- _What to do_
• a. In the Log Horizon 2 premiere review, which studio is named as the show's new producer?
• b. Write the next part of the Log Horizon 2 premiere review, picking up after its final sentence.

- _Excerpted passage_
==================================================

Log Horizon 2 Premiere Review


Before I even get into the meat of this review, I feel that I should offer up a concise summary of my views on Log Horizon‘s first season. I adored it. For me, it was one of the surprise hits of the 2013 fall season. I had enjoyed Sword Art Online due to what I found to be a hilarious downward spiral which had hit rock bottom, drilled through it, and hit incest, but I had hoped for something a bit smarter. By the time I started watching Log Horizon, I was ready to write the trapped-in-a-game subgenre off as “sometimes fun but usually brainless,” which is the same category where I tend to store most harem and 4-koma based anime. Fortunately, despite a somewhat weak opening to the series, Log Horizon earned my appreciation through a large and interesting array of characters, a strategic look at the gameplay, and an in depth look at how the game mechanics of Elder Tale both limit and expand the capabilities of our main cast.

Shiroe of the Northern Lands, the first episode of the second season, feels a bit like the first episode of the first season. Both episodes used cold opens as an excuse to have a bit of action right at the front, both have notable instances of exposition dumps, and both feel a little dissonant with the show as a whole. The reliance on the cold open actions scenes feels a bit peculiar since Log Horizon is a show that defined itself more through the use of tactics to overcome enemies, rather than brute force style battles. Furthermore, the battle from the cold opening doesn’t even end up occurring within the episode, and appears to be clips from a couple different battles spliced together. I can’t help but suspect that Studio Deen, the show’s new producers, were trying to show off some of the visual flair that they will be bringing to the proceedings, but honestly, the clips in question aren’t given any context and are more likely to confuse both returning fans and newcomers alike. The usage of exposition is also notable in this first episode. Log Horizon 2 starts off proper with another festival. The character Marie became comically fond of holding these towards the end of the first season, but this “Post-Halloween” festival has the somewhat awkward purpose of reintroducing most of the main cast. Log Horizon has done a good job filling its cast it well realized, three-dimensional characters so watching this episode try to boil those characters down to their most basic elements in a number of seconds for the sake of reintroduction feels rather unusual.


Despite this less than seamless opening, the episode does improve as it goes along. Due to the purchase of a number of high value buildings in the by the Roundtable Council, the Council is now facing impractical monthly fees. If the buildings, which include public services such as banks, were to be purchased by a third party it could serve to destabilize the community of Akihabara. So, Shiroe has to find a source of sustainable financing without alerting others interested parties to the Roundtable’s current weakness and susceptibility. Much of Shiroe’s planning is hinted at via his negotiations with a clan of NPCs called the Kunie Clan. I actually find this to be a very interesting premise for a story, but that might be due to the fact that I find MMO based economics to be a very intriguing subject.

==================================================

- _Listed entries_
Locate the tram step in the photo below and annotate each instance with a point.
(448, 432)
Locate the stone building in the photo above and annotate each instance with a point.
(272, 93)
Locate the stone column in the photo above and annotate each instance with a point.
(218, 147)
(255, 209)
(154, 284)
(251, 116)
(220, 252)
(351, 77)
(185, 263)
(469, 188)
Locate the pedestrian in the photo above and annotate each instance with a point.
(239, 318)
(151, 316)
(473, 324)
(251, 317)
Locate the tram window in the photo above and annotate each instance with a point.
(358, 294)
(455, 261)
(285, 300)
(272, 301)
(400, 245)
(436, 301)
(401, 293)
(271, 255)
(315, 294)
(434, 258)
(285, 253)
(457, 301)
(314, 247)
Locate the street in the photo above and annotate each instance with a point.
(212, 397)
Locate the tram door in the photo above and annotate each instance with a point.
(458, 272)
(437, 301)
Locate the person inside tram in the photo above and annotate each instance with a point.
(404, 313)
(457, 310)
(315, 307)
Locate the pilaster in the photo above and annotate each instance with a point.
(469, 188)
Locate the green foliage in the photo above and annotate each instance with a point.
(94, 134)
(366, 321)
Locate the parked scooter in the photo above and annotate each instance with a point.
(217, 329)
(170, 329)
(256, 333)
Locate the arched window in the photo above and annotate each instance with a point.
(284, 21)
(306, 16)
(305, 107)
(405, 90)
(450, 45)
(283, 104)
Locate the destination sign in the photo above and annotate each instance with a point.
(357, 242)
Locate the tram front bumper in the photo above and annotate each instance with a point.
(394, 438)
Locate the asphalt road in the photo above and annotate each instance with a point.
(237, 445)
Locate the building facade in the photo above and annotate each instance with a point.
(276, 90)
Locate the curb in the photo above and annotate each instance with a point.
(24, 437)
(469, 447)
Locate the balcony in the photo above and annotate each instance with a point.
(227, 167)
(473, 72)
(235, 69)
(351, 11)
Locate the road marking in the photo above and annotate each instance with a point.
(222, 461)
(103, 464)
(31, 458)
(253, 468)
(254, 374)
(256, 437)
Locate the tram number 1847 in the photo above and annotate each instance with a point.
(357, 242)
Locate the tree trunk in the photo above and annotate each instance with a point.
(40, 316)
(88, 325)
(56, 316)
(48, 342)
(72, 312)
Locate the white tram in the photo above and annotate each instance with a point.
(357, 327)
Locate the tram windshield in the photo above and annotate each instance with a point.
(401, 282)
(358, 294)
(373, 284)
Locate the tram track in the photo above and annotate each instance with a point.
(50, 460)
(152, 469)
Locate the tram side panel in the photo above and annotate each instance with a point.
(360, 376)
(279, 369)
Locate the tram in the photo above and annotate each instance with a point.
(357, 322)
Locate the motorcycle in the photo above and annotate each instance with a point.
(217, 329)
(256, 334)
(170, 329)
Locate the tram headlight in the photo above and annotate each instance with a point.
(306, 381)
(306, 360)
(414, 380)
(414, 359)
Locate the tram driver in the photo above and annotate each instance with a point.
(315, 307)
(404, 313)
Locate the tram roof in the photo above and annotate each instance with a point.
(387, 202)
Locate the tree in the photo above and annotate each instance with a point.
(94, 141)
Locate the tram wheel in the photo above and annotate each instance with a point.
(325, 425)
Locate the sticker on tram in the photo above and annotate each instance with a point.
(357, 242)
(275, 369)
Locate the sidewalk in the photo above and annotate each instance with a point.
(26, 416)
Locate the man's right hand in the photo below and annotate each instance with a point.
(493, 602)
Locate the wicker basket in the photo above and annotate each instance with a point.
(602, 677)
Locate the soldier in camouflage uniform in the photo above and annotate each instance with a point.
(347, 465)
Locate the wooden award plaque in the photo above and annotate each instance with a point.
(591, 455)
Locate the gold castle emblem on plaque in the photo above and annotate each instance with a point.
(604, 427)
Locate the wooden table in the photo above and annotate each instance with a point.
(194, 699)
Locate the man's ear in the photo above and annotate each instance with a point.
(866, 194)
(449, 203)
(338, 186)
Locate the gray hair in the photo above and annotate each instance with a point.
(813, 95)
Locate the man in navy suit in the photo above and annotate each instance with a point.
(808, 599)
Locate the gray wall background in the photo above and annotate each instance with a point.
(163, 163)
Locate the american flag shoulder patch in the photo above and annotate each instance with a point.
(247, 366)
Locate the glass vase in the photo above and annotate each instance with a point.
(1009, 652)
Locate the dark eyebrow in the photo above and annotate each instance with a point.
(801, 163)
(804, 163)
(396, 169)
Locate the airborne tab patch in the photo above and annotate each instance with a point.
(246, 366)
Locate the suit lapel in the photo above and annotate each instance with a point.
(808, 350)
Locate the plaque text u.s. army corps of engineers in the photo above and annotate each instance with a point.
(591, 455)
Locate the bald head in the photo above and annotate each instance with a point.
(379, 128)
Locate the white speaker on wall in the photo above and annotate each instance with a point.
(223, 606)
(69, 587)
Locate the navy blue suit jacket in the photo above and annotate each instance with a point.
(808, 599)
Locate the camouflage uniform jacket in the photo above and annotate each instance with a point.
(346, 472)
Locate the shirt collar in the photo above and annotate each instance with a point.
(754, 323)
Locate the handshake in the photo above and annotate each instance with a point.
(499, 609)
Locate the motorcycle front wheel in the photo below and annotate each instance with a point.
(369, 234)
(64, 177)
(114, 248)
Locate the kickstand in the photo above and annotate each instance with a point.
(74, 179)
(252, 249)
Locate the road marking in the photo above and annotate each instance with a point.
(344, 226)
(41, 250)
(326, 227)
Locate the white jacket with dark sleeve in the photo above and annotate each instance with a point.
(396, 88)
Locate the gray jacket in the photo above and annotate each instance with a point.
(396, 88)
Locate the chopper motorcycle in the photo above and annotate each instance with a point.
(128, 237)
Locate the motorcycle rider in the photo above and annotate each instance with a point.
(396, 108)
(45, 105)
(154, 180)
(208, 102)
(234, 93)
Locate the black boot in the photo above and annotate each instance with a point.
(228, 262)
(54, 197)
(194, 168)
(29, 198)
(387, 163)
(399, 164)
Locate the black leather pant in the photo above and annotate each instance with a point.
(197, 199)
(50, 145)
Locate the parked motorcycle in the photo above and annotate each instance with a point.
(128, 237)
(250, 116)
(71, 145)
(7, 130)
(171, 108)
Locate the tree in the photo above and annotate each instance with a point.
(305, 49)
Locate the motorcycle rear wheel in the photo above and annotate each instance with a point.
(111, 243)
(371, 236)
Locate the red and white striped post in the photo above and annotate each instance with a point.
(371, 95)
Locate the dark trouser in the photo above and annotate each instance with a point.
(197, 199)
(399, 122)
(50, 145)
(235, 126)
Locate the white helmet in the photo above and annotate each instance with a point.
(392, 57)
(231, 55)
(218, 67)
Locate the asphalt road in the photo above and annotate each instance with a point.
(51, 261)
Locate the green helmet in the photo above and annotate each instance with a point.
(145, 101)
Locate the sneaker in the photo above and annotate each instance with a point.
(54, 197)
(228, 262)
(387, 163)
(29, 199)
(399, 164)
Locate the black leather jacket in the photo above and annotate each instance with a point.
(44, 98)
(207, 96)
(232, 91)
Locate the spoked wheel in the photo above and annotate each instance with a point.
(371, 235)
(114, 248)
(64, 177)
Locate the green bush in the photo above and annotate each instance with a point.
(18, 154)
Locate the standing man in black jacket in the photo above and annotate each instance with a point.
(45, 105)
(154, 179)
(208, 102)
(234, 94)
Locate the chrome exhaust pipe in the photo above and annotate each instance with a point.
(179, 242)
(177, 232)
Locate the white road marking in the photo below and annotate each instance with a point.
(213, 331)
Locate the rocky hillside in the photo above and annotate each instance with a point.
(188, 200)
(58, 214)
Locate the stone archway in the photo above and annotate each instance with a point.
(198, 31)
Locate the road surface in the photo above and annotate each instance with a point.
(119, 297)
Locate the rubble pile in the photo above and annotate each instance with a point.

==================================================

- _Solved problems_
• a. Studio Deen

• b.
One other aspect of this episode prevents it from being mediocre. We are given a brief insight into a character’s life outside of Elder Tale, specifically Naotsugu. The show has given us occasional split second glimpses of the outside world, but the glimpse we are given here is not only the longest flashback we’ve been given, but it also marks the first time were shown how a character looks IRL. At first, I was uncertain as to why Naotsugu was the first character we got such a look at, since he’s often simply presented as the clown of the group. However, the moment we get a look at the the buttoned-down real life version it serves to contextualize much of his behavior in the game. His silly buffoonery serves as an aspect of his escapism, but now that we have caught a glimpse of him as a businessman specializing in sales, it provides us a more complete view of a character who, after the apocalypse, maintains a pleasant and jovial demeanor in order to keep his friends at ease and, in his own way, guard them in whatever way he can.

While this episode doesn’t put the show’s best foot forward, it does offer up some nice hints as to where the show is going. MMO economies are an interesting and complex aspect of gaming (…to some people) and the idea of manipulating the system for the purpose of maintaining stability within Akihabara is an intriguing concept. What’s more, the possibility of further glimpses into the main character’s lives “before the Apocalypse” is an intriguing one.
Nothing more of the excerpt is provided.